◆ Material supplied ◆
══════

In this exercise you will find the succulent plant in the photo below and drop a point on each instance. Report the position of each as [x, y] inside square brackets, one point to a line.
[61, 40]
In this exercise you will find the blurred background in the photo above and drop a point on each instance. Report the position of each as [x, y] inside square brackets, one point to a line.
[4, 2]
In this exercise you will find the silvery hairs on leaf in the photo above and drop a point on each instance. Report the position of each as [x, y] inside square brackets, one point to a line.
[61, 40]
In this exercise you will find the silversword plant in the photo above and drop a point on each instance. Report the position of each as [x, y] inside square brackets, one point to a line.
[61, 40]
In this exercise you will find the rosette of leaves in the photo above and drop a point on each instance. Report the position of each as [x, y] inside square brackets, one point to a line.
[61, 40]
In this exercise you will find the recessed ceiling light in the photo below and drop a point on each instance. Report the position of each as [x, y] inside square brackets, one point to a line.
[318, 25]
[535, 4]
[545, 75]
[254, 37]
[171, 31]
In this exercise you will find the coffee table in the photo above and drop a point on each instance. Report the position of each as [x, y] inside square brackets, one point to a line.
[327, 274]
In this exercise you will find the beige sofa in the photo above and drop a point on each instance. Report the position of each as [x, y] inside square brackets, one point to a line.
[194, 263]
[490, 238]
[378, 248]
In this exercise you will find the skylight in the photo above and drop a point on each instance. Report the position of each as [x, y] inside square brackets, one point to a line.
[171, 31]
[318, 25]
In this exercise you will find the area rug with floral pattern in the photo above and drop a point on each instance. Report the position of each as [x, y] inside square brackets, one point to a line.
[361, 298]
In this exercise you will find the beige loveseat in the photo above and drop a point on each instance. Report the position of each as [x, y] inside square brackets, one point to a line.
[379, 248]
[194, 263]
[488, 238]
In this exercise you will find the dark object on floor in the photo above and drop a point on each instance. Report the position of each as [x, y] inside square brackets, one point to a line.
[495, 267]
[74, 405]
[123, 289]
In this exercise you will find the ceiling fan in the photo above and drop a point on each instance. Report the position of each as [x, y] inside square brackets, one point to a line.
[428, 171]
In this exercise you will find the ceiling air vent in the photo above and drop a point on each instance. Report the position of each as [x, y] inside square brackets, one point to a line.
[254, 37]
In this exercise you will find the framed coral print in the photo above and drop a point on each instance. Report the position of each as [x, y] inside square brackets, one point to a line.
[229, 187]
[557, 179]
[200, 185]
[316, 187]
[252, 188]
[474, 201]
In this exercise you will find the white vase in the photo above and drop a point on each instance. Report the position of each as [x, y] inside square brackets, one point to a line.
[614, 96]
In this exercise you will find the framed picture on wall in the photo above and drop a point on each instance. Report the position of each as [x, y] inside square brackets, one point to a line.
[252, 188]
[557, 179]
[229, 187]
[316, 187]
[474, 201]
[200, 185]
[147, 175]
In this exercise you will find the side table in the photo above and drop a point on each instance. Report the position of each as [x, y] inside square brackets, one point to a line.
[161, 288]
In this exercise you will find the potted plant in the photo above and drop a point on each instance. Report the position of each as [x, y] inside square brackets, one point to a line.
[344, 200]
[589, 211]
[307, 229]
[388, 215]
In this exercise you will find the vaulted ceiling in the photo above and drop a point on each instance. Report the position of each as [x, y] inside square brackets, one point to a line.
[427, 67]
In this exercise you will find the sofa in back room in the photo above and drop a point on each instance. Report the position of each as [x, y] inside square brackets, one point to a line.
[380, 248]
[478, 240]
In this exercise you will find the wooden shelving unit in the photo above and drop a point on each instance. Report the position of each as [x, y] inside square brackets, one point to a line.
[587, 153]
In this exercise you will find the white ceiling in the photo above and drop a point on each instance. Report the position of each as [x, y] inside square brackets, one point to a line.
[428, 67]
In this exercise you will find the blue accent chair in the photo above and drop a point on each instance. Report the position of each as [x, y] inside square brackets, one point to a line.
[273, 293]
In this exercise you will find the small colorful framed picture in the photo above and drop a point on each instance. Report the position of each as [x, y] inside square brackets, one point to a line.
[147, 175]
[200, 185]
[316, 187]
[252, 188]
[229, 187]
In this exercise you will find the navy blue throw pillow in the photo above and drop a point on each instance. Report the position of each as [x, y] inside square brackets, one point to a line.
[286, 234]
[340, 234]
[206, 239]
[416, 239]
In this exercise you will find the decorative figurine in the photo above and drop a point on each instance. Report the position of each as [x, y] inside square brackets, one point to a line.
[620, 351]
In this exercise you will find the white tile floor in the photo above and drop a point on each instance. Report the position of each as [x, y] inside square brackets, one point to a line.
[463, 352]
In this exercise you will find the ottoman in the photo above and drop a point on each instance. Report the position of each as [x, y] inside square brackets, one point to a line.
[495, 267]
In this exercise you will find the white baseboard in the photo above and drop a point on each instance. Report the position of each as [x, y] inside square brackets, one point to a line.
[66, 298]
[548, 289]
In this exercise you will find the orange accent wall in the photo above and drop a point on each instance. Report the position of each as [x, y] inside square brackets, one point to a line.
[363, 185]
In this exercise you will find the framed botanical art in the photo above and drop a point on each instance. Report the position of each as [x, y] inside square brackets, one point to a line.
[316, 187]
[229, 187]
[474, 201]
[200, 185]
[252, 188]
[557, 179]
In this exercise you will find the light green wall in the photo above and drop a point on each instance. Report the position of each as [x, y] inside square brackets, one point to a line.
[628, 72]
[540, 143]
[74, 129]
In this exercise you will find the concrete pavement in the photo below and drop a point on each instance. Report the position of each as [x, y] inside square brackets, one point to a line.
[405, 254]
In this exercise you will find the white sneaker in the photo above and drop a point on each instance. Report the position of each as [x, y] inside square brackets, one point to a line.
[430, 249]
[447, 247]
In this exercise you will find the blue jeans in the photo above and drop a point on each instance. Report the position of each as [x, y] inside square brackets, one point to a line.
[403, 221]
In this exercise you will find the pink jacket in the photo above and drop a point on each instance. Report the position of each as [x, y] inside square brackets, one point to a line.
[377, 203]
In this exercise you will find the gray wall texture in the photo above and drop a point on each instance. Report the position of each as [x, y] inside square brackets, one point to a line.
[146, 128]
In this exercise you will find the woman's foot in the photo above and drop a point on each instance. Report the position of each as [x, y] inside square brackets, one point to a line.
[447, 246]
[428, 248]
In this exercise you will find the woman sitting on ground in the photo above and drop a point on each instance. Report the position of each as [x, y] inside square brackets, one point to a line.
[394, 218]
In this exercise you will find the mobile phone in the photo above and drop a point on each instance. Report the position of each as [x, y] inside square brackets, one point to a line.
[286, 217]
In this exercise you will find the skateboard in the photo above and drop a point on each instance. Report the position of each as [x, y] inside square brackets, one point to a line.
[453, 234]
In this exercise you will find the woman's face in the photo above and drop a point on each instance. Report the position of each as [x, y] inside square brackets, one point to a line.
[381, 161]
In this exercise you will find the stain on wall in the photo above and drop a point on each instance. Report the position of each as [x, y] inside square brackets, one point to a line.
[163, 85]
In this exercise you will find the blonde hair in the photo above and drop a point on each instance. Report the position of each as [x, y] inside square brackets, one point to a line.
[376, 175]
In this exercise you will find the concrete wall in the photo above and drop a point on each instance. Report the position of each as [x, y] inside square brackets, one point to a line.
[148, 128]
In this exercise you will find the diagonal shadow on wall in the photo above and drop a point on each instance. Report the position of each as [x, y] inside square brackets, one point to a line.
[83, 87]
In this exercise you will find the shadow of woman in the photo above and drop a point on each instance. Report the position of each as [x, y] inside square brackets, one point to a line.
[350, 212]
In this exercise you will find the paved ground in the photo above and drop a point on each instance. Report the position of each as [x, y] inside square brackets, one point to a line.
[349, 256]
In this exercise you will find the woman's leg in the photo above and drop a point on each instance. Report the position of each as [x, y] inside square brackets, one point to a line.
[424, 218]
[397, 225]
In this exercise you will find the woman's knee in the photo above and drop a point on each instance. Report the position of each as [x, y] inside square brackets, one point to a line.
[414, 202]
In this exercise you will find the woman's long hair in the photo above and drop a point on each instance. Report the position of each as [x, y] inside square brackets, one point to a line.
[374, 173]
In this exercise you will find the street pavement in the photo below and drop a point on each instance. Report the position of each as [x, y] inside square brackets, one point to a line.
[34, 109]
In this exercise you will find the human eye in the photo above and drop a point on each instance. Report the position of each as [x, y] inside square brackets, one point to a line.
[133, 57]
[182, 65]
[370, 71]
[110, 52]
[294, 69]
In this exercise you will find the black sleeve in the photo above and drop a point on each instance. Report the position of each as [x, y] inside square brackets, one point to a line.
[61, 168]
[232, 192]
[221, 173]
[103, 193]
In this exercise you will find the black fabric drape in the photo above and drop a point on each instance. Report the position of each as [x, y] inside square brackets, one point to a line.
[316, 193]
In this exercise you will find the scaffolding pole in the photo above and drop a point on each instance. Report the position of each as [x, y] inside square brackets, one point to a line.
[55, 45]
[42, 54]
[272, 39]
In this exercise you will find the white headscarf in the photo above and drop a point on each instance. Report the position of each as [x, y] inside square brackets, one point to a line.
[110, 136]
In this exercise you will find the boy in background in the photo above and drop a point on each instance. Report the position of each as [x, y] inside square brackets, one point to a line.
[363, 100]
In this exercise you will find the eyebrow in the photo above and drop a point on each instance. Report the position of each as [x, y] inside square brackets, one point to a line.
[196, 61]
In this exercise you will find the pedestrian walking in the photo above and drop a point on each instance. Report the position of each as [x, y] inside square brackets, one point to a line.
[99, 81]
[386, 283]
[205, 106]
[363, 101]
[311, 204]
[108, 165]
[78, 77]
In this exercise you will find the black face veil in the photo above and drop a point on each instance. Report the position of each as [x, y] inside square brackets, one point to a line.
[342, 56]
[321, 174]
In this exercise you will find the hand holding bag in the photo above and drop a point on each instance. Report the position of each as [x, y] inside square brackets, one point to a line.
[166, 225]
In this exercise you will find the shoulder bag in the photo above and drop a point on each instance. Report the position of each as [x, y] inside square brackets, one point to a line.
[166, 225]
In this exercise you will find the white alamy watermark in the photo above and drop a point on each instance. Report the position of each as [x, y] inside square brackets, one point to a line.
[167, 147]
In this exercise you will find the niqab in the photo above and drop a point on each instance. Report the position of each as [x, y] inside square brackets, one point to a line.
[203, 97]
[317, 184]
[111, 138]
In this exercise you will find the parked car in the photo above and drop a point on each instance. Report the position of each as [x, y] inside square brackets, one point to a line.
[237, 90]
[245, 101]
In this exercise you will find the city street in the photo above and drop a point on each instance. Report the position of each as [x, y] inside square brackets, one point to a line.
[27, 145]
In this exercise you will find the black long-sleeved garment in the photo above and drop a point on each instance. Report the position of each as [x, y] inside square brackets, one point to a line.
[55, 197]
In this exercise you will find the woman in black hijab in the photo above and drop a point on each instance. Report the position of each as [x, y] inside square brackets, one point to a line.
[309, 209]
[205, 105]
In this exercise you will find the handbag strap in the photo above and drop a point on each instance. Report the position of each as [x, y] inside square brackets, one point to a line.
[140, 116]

══════

◆ What the task requires ◆
Would you retype the lines of the data above, from the one holding "In this exercise you will find the woman in" through its final line, exactly and without adding any other line?

◆ The answer ◆
In this exercise you will find the woman in black hijab in the photo above and drop a point on each instance. Report the position of each as [x, y] inside square brackets, one point to a line.
[309, 209]
[205, 105]
In this exercise you will find the handbag strap in the photo above and drop a point on each instance. Report the position of each as [x, y] inside square brackets, one point to a line.
[140, 116]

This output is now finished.